Dataset items:
* * *

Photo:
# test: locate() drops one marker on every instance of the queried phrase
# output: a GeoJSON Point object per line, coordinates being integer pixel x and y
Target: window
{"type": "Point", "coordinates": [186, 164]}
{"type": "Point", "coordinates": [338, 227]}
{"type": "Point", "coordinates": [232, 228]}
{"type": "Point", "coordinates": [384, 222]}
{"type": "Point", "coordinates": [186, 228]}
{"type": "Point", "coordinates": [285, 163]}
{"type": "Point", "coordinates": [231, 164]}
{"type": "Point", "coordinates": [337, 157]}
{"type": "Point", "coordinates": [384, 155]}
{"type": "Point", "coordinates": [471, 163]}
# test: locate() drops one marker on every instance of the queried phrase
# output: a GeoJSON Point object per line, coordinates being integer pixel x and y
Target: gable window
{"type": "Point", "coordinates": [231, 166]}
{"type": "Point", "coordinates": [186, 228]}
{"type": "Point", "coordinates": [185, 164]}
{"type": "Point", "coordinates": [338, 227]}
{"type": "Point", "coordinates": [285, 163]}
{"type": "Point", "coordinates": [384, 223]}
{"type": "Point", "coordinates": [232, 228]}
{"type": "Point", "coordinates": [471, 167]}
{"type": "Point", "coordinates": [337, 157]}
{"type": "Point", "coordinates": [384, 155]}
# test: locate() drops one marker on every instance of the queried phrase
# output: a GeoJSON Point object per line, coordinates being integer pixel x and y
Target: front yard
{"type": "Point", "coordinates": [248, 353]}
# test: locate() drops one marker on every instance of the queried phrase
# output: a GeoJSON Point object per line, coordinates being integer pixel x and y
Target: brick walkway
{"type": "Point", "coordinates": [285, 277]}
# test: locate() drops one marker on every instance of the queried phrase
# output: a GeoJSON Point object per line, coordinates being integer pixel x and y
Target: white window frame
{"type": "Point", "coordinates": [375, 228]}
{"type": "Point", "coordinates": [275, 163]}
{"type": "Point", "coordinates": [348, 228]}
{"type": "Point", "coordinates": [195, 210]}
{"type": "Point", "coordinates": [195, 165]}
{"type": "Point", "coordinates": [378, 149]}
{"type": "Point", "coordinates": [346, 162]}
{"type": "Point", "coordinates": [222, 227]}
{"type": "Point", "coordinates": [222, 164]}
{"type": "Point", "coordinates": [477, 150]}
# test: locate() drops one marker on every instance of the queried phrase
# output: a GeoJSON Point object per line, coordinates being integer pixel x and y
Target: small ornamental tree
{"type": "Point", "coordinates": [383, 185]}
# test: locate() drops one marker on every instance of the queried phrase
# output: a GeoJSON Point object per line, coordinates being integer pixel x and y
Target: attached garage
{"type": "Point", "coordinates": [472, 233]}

* * *

### EXERCISE REQUIREMENTS
The data above should be reproduced in full, word for word.

### RESPONSE TO THIS EXERCISE
Photo:
# test: locate() drops one marker on every instance of the queried phrase
# output: a GeoJSON Point object per line, coordinates being integer pixel x and y
Target: window
{"type": "Point", "coordinates": [186, 164]}
{"type": "Point", "coordinates": [338, 227]}
{"type": "Point", "coordinates": [232, 228]}
{"type": "Point", "coordinates": [384, 222]}
{"type": "Point", "coordinates": [186, 228]}
{"type": "Point", "coordinates": [285, 163]}
{"type": "Point", "coordinates": [231, 164]}
{"type": "Point", "coordinates": [337, 157]}
{"type": "Point", "coordinates": [384, 155]}
{"type": "Point", "coordinates": [471, 163]}
# test: locate() drops one marker on every instance of the queried phrase
# output: a GeoJSON Point object per line, coordinates being integer pixel x and y
Target: gable window
{"type": "Point", "coordinates": [231, 166]}
{"type": "Point", "coordinates": [186, 228]}
{"type": "Point", "coordinates": [185, 164]}
{"type": "Point", "coordinates": [338, 227]}
{"type": "Point", "coordinates": [285, 163]}
{"type": "Point", "coordinates": [384, 223]}
{"type": "Point", "coordinates": [232, 228]}
{"type": "Point", "coordinates": [471, 167]}
{"type": "Point", "coordinates": [337, 157]}
{"type": "Point", "coordinates": [384, 155]}
# test: locate() drops one marker on every instance of the queried phrase
# output: a GeoJSON Point object per line, coordinates being integer pixel x and y
Target: front yard
{"type": "Point", "coordinates": [248, 353]}
# test: locate() drops one marker on every instance of the queried phrase
# output: a GeoJSON Point object per line, coordinates being integer pixel x and y
Target: brick walkway
{"type": "Point", "coordinates": [285, 277]}
# test: locate() drops one marker on every instance of the queried phrase
# output: a GeoJSON Point object per line, coordinates being integer pixel x and y
Target: white window frame
{"type": "Point", "coordinates": [375, 228]}
{"type": "Point", "coordinates": [275, 163]}
{"type": "Point", "coordinates": [348, 228]}
{"type": "Point", "coordinates": [195, 210]}
{"type": "Point", "coordinates": [195, 165]}
{"type": "Point", "coordinates": [378, 149]}
{"type": "Point", "coordinates": [346, 162]}
{"type": "Point", "coordinates": [222, 227]}
{"type": "Point", "coordinates": [222, 164]}
{"type": "Point", "coordinates": [477, 150]}
# test: locate() drops one marker on every instance of the queried phrase
# output: a GeoJSON Point object per line, coordinates being integer pixel x and y
Target: small ornamental tree
{"type": "Point", "coordinates": [383, 185]}
# test: locate() drops one marker on every instance of the queried phrase
# output: a GeoJSON Point object per line, coordinates being integer pixel x and y
Target: attached garage
{"type": "Point", "coordinates": [472, 233]}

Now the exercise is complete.